## Dataset entries
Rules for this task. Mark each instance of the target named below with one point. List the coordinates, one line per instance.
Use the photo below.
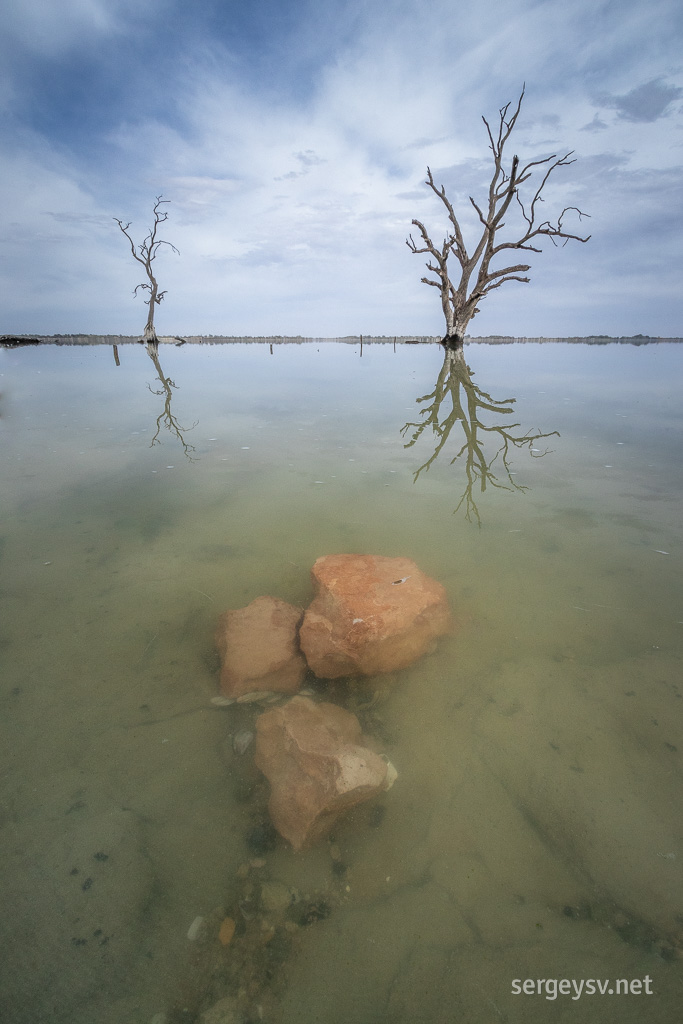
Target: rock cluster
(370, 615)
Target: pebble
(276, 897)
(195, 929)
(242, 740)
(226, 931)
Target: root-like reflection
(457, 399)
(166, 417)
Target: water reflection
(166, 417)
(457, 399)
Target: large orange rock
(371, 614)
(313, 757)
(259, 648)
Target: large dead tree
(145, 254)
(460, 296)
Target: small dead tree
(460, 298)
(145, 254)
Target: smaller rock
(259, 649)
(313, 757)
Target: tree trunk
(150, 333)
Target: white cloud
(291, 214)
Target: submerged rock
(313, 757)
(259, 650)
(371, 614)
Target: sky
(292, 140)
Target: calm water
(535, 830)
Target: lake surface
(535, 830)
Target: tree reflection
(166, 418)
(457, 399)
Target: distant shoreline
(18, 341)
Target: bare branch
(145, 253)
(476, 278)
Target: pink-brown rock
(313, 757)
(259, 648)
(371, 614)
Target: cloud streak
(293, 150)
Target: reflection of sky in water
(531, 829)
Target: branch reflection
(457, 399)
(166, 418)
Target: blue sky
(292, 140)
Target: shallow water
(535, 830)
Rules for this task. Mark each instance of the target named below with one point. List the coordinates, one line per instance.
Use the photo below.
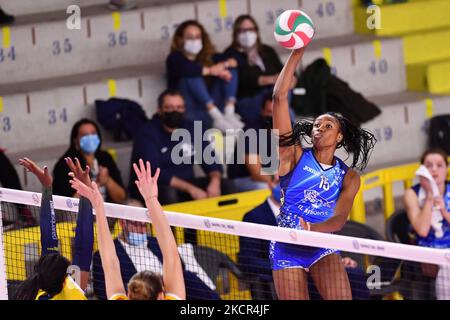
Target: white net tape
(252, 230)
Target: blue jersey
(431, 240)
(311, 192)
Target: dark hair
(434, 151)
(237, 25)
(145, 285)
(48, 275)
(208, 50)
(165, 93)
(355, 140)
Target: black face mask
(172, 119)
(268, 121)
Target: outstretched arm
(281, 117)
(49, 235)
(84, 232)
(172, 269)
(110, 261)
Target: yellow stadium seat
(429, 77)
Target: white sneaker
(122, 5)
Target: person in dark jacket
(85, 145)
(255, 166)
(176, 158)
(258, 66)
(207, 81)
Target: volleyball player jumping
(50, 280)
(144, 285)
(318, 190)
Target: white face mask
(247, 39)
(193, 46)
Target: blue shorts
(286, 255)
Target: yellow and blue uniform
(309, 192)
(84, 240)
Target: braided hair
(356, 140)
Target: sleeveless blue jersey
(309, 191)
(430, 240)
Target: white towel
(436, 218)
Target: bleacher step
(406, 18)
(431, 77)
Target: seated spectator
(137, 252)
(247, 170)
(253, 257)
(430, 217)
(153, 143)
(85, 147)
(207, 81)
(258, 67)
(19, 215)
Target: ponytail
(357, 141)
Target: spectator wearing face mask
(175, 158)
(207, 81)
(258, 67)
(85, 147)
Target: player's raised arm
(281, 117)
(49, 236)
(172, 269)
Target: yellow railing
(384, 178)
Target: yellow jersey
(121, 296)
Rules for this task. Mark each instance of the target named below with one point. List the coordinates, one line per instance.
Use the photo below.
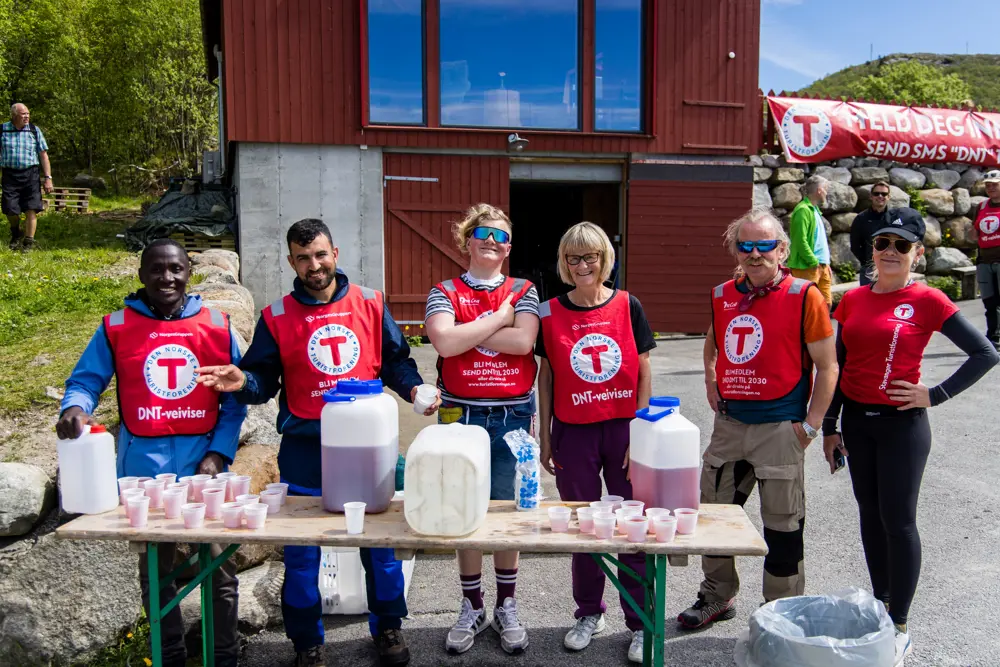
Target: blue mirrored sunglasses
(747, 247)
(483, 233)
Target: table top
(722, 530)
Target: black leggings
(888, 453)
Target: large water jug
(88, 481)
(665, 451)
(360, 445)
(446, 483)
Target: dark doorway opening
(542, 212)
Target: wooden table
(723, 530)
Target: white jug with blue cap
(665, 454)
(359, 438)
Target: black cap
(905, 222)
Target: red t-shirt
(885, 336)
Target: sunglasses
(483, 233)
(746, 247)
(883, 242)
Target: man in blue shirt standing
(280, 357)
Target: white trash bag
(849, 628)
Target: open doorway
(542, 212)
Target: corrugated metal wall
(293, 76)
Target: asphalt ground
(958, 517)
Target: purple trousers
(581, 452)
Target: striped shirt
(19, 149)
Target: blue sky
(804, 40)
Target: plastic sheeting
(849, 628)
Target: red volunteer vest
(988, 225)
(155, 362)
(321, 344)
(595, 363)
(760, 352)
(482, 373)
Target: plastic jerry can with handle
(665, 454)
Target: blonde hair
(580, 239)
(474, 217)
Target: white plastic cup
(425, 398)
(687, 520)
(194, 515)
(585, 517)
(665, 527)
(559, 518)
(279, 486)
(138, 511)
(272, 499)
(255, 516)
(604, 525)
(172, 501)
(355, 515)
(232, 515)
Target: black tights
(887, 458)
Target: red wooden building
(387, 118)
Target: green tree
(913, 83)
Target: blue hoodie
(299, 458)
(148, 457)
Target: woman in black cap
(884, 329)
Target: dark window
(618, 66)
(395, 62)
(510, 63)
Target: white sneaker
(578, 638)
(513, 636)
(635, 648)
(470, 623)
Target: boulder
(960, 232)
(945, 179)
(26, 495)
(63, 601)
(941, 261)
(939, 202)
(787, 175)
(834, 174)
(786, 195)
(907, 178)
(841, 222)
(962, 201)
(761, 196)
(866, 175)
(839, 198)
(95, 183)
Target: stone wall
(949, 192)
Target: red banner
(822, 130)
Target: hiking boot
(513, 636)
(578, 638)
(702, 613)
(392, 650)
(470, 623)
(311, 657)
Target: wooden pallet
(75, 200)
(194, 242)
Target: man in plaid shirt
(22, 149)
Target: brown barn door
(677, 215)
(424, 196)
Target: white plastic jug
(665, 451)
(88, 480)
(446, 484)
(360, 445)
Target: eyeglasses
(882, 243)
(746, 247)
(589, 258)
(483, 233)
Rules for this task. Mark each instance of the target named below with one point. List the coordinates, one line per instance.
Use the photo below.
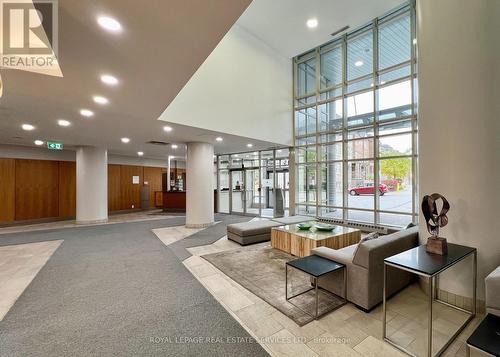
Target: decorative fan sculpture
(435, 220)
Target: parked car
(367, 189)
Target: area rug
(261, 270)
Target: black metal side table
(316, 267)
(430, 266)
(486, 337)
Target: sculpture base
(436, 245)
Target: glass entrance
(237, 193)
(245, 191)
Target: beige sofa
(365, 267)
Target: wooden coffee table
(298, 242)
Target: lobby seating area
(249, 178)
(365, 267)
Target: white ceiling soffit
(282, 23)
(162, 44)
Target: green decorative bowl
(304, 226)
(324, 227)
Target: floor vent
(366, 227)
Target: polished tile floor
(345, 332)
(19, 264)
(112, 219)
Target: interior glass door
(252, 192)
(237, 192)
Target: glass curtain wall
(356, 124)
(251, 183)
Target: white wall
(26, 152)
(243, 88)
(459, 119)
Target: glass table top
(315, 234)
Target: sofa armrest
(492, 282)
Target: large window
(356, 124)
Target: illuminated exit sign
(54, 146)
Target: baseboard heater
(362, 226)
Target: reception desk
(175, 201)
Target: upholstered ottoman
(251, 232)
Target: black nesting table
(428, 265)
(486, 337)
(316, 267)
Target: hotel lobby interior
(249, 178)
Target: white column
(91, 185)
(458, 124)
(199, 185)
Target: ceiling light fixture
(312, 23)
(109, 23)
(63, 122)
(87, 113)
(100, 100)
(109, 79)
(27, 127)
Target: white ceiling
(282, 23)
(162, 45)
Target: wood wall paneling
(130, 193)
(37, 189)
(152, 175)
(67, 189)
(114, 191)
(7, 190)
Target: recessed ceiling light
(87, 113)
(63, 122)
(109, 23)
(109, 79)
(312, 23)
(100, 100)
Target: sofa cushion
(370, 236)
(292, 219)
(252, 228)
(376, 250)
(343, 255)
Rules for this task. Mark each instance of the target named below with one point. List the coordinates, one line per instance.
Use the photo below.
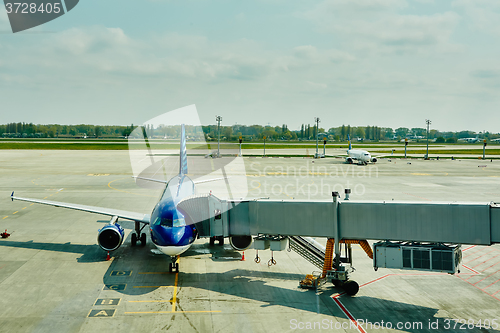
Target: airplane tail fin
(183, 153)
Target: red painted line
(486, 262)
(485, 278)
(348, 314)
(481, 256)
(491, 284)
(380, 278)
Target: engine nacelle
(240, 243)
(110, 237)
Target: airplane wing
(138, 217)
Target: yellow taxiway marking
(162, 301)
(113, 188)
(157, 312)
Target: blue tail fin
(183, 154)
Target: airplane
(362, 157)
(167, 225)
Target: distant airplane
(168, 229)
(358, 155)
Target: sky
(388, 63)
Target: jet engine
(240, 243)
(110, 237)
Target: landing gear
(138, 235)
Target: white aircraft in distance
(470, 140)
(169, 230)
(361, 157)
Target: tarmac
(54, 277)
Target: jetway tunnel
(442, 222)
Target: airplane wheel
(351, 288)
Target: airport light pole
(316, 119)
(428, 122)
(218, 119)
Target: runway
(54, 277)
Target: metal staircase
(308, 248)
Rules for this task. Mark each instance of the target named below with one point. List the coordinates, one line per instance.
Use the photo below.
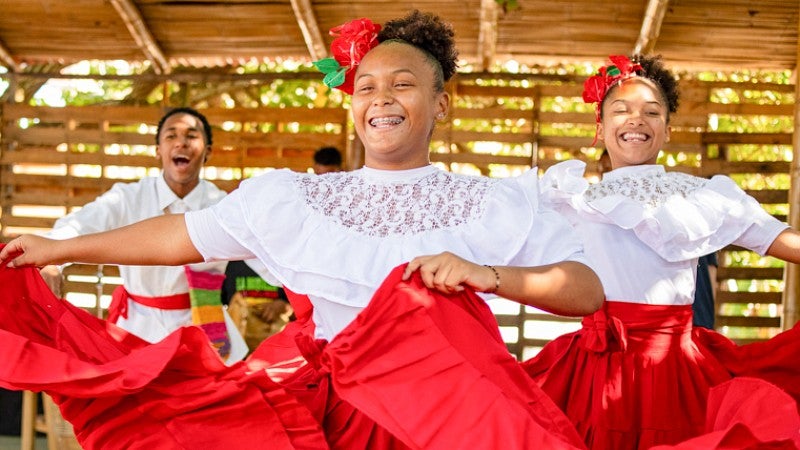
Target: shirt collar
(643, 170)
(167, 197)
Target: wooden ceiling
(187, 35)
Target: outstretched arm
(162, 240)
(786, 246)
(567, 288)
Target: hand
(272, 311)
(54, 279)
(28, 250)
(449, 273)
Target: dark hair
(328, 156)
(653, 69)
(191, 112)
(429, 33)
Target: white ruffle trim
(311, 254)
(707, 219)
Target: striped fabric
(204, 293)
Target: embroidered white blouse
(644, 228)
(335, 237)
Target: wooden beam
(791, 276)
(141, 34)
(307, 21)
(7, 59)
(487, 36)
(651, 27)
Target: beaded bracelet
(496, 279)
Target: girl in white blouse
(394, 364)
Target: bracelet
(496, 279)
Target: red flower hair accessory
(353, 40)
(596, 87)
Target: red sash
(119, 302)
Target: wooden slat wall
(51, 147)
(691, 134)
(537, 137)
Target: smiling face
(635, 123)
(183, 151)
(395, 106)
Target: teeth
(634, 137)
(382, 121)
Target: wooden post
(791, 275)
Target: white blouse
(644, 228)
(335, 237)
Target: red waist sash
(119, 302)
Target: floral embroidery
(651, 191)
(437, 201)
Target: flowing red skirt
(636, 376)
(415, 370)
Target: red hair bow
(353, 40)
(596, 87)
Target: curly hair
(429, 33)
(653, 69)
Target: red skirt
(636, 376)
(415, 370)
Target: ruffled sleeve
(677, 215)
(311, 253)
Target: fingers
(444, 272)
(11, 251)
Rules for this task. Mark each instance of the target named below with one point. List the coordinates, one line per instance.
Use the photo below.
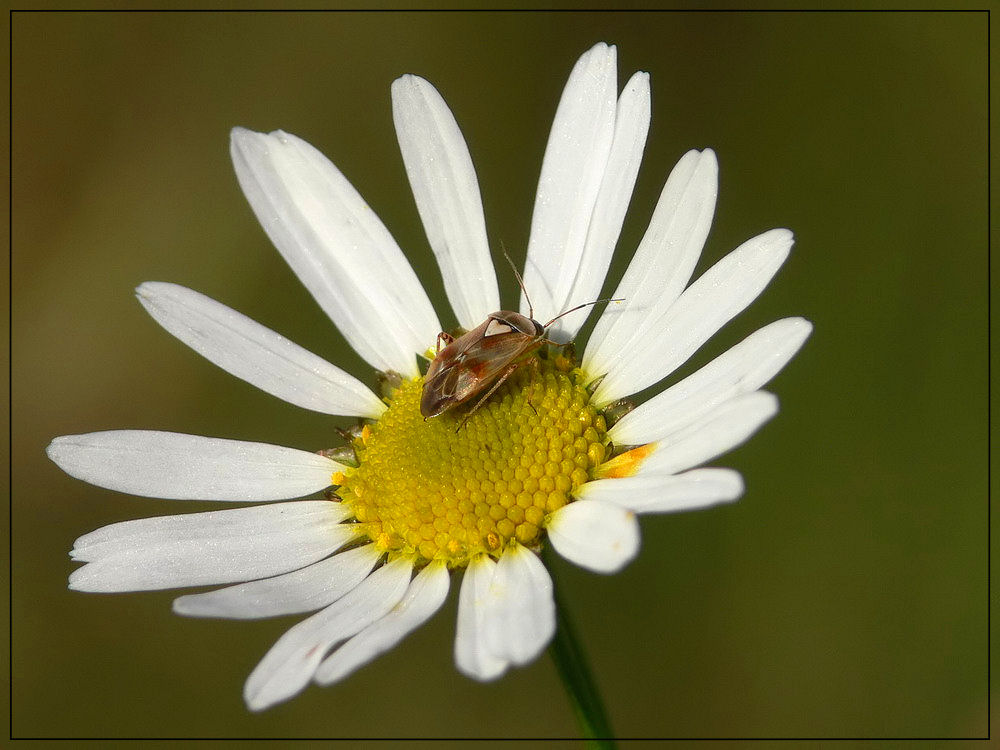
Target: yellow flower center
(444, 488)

## TASK STATEMENT
Return word for word the line bearing "Target: red skirt" and every later line of the entries, but none of the pictures.

## OUTPUT FOR THIS TASK
Target: red skirt
(636, 376)
(415, 370)
Target: ruffled sleeve
(677, 215)
(311, 253)
Target: fingers
(444, 272)
(11, 251)
Rules for this task. Mark each instance of the target named below with one point. List the coordinates, one line per instance.
Use the photo below.
Target: yellow flower center
(444, 488)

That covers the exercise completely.